◆ Work item ◆
Copy the passage of the text on Brazil's immigration laws below, word for word, between "The list is" and "people in Brazil.", inclusive.

◆ Text ◆
-*-*-
In a recent declaration [pt], minister Moreira Franco of the Secretariat of Strategic Affairs of the Presidency of the Republic (SAE), stated that laws on immigration are anachronistic and hinder the absorption of skilled workers who lack opportunities in their countries of origin.

É claro, conforme destacou Moreira Franco, que a educação é a melhor ferramenta para o País alcançar o desenvolvimento necessário. Mas esse é um caminho mais demorado. Por isso, ele salientou a importância de o Brasil aproveitar este momento de grande oferta no cenário internacional.

It is clear, as Moreira Franco emphasised, that education is the best tool in order for the country to reach the required level of development. But this is a slower path. That is why he stressed how important it is for Brazil to make the most of this moment of strong supply [of skilled workers] on the international scene.

The minister's statement is paradoxical, as one of the long-standing demands of the lower classes in Brazilian society has been precisely better access to education. Consistently present among these demands has been the granting of scholarships to students from poor backgrounds, the valorisation of the teaching profession through clear career plans as well as decent pay and cheaper books.

The list is long, and taken together with what has been said previously, shows the extent to which Brazil has wasted its own population. The minister considers that urgent alterations of the laws which govern work visas for foreigners and special programmes for their integration in a new country - including learning the Portuguese language - would not be necessary if a plan was formulated to facilitate foreigners' return while simultaneously increasing investment in education for young people in Brazil.

Celebration of Oktoberfest by the German community in Rio Grande do Sul. Photo by Pedro Rocha on Flickr (CC BY-NC-SA 2.0)

Celebration of Oktoberfest by the German community in Rio Grande do Sul. Photo by Pedro Rocha on Flickr (CC BY-NC-SA 2.0)

By entering into this race for foreign brains, Brazil comes to compete with countries like Australia and Canada, especially Quebec [fr], which have programmes designed to attract highly-skilled immigrants to cover the deficit caused by their ageing populations. Their case is quite different to that of Brazil, which still has a relatively young and numerous population of around 200 million, and without large demographic gaps as in these countries, besides the 3 million emigrants living abroad who wish to return to their country.
-*-*-
◆ Data section ◆

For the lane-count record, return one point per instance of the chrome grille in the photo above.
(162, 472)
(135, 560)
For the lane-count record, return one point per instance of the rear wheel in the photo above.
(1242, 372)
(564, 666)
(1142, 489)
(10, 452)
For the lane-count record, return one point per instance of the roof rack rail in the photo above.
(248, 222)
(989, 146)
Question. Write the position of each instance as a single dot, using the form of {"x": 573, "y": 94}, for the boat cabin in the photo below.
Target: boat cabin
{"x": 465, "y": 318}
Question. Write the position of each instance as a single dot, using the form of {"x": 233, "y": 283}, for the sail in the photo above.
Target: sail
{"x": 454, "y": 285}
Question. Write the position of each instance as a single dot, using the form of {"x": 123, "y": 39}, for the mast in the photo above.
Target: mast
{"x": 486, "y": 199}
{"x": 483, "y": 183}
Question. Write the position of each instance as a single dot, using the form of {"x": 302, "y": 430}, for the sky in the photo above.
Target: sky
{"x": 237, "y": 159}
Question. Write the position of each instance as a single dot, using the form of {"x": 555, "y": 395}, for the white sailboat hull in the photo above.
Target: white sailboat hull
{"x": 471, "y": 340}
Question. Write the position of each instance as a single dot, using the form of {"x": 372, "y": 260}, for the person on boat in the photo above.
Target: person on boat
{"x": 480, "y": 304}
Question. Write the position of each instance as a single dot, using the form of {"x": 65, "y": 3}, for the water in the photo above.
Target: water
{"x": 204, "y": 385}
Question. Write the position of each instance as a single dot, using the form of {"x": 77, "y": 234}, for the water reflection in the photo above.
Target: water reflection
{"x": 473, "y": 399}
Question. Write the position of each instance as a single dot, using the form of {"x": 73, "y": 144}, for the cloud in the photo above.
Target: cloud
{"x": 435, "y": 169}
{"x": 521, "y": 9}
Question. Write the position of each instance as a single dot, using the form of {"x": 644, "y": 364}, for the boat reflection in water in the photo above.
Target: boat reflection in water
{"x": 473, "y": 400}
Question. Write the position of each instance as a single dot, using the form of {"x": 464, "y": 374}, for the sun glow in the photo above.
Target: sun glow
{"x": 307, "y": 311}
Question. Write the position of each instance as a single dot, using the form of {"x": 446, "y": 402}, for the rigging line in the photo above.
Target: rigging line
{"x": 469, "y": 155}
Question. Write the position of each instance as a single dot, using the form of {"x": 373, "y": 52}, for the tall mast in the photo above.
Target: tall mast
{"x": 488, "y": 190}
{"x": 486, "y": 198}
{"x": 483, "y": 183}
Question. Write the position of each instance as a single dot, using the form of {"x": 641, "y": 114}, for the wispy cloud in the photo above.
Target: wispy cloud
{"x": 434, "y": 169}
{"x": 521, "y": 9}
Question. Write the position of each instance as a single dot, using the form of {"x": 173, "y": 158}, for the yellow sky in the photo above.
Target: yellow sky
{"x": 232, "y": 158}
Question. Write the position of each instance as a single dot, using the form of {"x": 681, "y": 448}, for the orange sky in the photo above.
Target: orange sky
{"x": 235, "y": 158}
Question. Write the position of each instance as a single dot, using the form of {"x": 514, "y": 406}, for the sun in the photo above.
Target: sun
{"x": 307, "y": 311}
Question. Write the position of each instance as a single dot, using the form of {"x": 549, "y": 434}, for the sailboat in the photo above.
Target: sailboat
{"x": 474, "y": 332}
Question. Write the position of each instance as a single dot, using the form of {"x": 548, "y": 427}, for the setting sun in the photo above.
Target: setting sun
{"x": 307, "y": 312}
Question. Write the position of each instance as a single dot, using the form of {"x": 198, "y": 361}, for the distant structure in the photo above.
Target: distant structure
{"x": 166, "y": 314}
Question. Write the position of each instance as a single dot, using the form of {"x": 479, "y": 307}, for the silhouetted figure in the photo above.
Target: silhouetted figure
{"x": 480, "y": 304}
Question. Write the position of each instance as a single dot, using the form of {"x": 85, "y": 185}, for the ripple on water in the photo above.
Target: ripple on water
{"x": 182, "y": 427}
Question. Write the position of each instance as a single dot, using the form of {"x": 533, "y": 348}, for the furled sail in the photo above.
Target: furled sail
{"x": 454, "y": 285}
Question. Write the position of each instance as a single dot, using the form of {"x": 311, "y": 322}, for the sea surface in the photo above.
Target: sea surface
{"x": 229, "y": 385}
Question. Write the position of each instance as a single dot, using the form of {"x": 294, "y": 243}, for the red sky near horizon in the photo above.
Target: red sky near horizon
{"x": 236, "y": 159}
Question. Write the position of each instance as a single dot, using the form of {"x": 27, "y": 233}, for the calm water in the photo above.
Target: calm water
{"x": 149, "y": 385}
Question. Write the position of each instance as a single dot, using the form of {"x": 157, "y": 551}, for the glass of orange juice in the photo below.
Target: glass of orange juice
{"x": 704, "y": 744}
-*-*-
◆ Task solution ◆
The list is long, and taken together with what has been said previously, shows the extent to which Brazil has wasted its own population. The minister considers that urgent alterations of the laws which govern work visas for foreigners and special programmes for their integration in a new country - including learning the Portuguese language - would not be necessary if a plan was formulated to facilitate foreigners' return while simultaneously increasing investment in education for young people in Brazil.